A British Straits Settlement in the late 18th century transformed into a successful trading port and together with change of time the city not only develop progressively but was successful on retaining a piece of each era and its settlers resulting into a multicultural town to explore.
The Historic City of Georgetown or the so called “Core Zone” is a delight for anyone who appreciates a throw back in time city vibe, where every windows and doors are representation of a certain era. Seeing two building standing side by side, how they were possibly built on a different time and survived same event is a remarkable thing to witness, to think that they are still standing to this day and somehow revealing the story of Penang is just the perfect reason to appreciate the city even more.
One of the most unique area in Penang is the Clan Jetties.
Part of the Heritage Trail and located at the end of Lebuh Chulia close to the ferry terminal, the century-old Clan Jetties are considered as the last bastion of the old Chinese settlement in the island.
○ ○ ○
- [Your tasks]:
[a] Where are the Clan Jetties located, according to the Penang heritage text?
[b] Continue the Penang heritage text from its last sentence.

- [Extracted data]:
○ ○ ○
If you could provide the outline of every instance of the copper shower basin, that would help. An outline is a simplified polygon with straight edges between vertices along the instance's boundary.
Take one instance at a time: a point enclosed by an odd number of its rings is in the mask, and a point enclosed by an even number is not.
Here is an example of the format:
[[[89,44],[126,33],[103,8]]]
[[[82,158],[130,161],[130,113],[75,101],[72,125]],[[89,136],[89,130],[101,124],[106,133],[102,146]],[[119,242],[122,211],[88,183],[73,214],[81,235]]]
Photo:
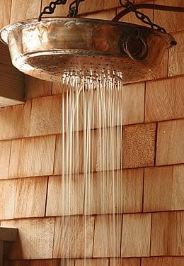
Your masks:
[[[64,77],[118,76],[124,83],[154,75],[171,35],[124,22],[52,18],[4,28],[13,65],[35,77],[59,82]]]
○ ○ ○
- [Responses for each task]:
[a] At the end of Lebuh Chulia, close to the ferry terminal.

[b]
With the construction of quay in 1882, part of the waterfront was developed into jetties for trading purpose and to berth boats. Consequently, each jetty was occupied and monopolized by certain clan for work consignments which eventually turn the jetties into their very own residential area that has been handed down to succeeding generations.
With 38 rooms, 5 granite-paved courtyards, 7 staircases & 220 vernacular timber louvre window, the mansion built in the late 19th century by the merchant Cheong Fatt Tze is a good example of Chinese architecture with a twist of Western style.
The mansion was built carefully according to the principle of Feng Shui however it is not the reason behind as to why the house was painted blue. Blue was a popular color during the Colonial period, achieved by mixing lime with natural dye imported from India by the British.
For me the best representation of Georgetown architectural heritage is the Shophouse. It is said that the city has the largest number of pre-Second World War shophouse compare to other cities such as Kuala Lumpur and Singapore.
Shophouse is usually two-storey multi-functional building where there is specific allocated space for business and rest. Usually, the ground floor are used as the shop together with the covered walkway called “five foot way”.
The shophouse at Georgetown though some are dilapidated while some are upgraded to a semi-modern style provide the rustic charm that gives character to the city. The once colorful pastel walls and the ornamented tile floor showcase inspiration drawn from Malay, Chinese and Peranakan beginnings to the early European settlers.
Georgetown the capital state of Penang, Malaysia named after Britain’s King George III and founded by Captain Francis Light, a trader for British East India Company has numerous structure as well that represents the influence of its European founder.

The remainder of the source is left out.